- **Task details**: Below are lines of data, and only some are wanted. Please repeat exactly those from the line that has "Target: road lane line" through the line that has "Target: street lamp".

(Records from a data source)
+++++
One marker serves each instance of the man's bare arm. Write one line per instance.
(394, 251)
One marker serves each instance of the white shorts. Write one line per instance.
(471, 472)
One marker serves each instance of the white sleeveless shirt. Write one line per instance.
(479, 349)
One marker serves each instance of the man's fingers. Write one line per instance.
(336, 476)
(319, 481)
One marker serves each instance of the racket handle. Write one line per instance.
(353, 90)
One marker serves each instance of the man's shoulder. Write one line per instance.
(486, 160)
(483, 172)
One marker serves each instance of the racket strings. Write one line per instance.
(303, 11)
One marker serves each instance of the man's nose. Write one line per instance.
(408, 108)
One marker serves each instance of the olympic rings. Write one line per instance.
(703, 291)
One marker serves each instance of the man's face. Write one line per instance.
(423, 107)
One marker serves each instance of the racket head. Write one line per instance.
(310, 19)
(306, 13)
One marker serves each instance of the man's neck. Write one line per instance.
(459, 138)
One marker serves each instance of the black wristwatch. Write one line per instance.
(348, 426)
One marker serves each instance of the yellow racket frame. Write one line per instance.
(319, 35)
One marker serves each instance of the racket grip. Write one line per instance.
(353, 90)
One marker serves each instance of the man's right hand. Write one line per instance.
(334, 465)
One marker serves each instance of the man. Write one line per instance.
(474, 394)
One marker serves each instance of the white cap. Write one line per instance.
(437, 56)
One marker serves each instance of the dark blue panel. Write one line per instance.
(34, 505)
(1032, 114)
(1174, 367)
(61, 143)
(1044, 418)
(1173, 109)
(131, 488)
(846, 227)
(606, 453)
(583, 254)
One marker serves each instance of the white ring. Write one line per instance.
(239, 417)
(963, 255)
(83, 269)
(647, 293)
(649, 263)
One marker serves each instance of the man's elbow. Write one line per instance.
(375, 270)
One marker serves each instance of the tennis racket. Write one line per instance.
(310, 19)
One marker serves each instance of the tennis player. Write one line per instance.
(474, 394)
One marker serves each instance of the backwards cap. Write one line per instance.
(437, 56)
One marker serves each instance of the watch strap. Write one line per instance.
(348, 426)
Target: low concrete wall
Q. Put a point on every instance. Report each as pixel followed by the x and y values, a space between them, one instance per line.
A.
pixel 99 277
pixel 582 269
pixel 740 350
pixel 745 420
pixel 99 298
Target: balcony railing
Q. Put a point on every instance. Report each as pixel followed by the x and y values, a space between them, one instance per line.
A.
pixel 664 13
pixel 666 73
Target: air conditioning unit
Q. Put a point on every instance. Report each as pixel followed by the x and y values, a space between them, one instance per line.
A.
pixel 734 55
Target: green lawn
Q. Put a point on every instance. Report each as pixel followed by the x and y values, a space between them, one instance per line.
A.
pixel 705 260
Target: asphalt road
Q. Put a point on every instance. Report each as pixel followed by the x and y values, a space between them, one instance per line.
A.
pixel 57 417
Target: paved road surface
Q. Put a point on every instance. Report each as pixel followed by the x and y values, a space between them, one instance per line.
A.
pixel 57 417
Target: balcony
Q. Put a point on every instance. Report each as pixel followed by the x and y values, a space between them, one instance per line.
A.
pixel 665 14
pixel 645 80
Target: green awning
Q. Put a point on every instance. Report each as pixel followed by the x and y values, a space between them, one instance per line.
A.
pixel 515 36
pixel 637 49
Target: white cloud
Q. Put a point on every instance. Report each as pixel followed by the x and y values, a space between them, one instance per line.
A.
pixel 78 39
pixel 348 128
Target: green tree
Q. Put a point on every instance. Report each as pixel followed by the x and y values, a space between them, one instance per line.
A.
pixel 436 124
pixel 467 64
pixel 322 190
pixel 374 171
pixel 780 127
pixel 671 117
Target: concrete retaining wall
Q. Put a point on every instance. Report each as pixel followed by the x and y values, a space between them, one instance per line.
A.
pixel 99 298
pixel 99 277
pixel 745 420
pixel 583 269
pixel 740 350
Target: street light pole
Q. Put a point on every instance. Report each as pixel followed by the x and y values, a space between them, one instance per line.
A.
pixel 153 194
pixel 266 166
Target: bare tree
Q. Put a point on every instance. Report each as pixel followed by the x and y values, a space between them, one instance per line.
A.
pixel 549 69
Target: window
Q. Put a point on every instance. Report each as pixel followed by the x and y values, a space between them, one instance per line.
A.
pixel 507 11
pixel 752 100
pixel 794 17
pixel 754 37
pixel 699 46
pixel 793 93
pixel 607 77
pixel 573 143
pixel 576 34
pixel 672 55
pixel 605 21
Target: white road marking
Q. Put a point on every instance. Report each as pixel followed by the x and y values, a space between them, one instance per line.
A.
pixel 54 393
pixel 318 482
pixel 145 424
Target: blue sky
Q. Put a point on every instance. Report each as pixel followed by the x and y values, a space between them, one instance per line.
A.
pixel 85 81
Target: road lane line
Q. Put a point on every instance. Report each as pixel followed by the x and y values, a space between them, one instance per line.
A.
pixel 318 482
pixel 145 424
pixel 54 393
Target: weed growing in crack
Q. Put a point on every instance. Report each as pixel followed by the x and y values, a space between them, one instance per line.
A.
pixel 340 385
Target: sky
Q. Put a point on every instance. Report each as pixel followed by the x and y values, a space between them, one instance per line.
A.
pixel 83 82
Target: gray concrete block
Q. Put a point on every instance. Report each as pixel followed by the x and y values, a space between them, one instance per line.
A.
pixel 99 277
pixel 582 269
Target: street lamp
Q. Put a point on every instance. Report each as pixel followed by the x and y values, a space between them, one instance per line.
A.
+++++
- **Exercise solution**:
Target: road lane line
Q. Put a point on every instance. Report each as pixel followed by the x and y values, a space between them, one instance per line.
A.
pixel 318 482
pixel 145 424
pixel 54 393
Target: weed growing in crack
Q. Put a point on every instance. Report each as pixel followed by the x and y values, a space between them, one instance per line.
A.
pixel 340 385
Target: sky
Q. Put a point on every instance. Report each as pixel followed by the x and y values, a space between them, one instance per line.
A.
pixel 83 82
Target: gray concrete block
Q. Put a point on every instance. Report each as pixel followed by the x and y values, a space between them, one instance per line.
A.
pixel 99 277
pixel 582 269
Target: street lamp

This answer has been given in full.